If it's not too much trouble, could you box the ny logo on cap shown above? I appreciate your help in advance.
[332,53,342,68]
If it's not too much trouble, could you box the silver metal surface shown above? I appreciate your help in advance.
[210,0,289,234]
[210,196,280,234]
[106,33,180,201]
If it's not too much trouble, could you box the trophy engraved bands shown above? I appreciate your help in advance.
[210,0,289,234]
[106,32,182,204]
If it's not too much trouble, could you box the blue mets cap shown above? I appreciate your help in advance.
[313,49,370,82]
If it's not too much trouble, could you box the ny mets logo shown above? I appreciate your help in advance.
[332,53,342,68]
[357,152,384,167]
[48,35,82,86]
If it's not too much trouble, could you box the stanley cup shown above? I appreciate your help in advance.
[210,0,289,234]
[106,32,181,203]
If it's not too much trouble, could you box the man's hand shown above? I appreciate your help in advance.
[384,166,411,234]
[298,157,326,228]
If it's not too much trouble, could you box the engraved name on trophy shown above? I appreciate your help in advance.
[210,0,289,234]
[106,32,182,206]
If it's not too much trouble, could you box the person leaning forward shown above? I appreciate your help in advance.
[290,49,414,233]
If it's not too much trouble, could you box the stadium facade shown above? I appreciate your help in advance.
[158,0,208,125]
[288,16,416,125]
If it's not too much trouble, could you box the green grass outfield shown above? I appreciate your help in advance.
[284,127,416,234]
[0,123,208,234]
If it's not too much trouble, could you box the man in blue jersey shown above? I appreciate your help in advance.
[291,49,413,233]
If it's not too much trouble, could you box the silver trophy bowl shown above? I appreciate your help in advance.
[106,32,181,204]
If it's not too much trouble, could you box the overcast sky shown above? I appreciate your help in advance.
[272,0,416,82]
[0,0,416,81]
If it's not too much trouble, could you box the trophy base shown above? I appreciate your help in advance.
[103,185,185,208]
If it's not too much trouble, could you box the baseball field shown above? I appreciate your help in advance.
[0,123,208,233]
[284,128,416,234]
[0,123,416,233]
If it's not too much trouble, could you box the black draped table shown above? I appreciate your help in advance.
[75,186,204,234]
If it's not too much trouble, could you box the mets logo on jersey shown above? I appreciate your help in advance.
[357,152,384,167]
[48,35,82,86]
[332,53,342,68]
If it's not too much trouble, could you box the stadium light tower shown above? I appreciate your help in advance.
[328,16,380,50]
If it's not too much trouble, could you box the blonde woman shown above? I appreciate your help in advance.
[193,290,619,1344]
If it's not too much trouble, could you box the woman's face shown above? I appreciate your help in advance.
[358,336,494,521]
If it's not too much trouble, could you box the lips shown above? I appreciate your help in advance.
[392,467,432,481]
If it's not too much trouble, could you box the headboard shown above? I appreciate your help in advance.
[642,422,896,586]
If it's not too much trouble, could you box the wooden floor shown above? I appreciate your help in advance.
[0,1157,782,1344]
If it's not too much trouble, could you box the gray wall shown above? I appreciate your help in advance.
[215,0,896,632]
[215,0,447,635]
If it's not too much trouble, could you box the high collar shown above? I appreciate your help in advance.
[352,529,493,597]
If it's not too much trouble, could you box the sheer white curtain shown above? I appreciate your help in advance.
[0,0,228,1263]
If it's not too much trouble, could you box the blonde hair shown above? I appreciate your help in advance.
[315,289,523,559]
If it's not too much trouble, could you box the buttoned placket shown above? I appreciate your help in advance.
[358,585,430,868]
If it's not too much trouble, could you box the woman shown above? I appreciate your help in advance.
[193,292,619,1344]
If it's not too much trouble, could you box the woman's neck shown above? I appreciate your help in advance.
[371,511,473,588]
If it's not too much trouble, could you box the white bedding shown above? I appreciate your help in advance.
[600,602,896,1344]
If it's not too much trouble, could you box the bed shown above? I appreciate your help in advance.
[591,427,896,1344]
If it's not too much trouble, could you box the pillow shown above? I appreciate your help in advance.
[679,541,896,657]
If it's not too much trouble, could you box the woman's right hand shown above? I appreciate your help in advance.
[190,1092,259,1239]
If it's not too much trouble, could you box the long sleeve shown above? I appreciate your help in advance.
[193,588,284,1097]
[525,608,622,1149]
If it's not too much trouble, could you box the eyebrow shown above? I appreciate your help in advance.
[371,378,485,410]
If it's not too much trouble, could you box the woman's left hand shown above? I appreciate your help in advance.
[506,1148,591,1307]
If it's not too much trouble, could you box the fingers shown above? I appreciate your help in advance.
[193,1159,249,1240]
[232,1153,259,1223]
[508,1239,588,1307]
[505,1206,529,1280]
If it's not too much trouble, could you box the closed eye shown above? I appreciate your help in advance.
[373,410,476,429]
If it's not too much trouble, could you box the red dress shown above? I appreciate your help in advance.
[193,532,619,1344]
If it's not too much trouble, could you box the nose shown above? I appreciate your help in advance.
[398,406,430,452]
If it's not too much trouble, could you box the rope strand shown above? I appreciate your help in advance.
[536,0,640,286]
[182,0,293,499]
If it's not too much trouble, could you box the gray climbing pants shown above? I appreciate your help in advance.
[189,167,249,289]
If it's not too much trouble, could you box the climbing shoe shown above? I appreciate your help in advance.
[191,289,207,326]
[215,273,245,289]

━━━━━━━━━━

Copy out the rows word for word, starting at the line that contains "If it's not too much trouble, could you box the headboard" and ending at the line that contains "[506,1148,591,1307]", with both of those lines included.

If it's not too much trouble, could you box the headboard shown above? I appreciate your help in advance.
[642,422,896,586]
If it's not too much trouble, could you box the wooden floor shown above? I appreciate your help in advance.
[0,1157,782,1344]
If it's not too much trouble, could you box the gray wall shown above? I appreciate your help in advance.
[215,0,896,632]
[215,0,447,635]
If it's not too much trouble, could you box the high collar shown above? I appreciate your help in advance.
[352,529,493,597]
If it's not too much trouble, could you box the sheer white curtain shown above? I appreciate your help in advance.
[0,0,228,1263]
If it's not too much trouble, could you box the blonde hair shown above? I appreciate your help in advance.
[315,289,523,559]
If it's not too much trouble, could you box the buttoned placket shown above? I appreciate your help in advance.
[358,585,430,868]
If it's not too much trouble, could you box the woman shown above? I appreciate your help in advance.
[193,292,619,1344]
If it's not too much trouble, could you box the woman's neck shown above? I appreciate your help in advance.
[371,511,473,588]
If it's not too much trouble, could you box the white bedding shown above? I appreciate your help in advance.
[600,602,896,1344]
If it's not too much trouble, could you box the bed shown above? I appreciate your help in advance.
[591,427,896,1344]
If it's not too much trouble, could you box the pillow shown above? I appreciate your help in advance.
[679,541,896,657]
If it's not too much trouble, could you box the woman's right hand shown above? I appreciate your help in advance.
[190,1092,259,1239]
If it's not too much trouble, could you box the long sleeve shown above? I appreciate your help in advance.
[193,588,284,1097]
[525,608,622,1149]
If it's not too much trouble, could you box the eyebrow shown above? I appreciate your help in advance.
[371,378,485,410]
If it's not too much trouble, could you box the woman's left hand shown above? I appreciate your help in advance.
[506,1148,591,1307]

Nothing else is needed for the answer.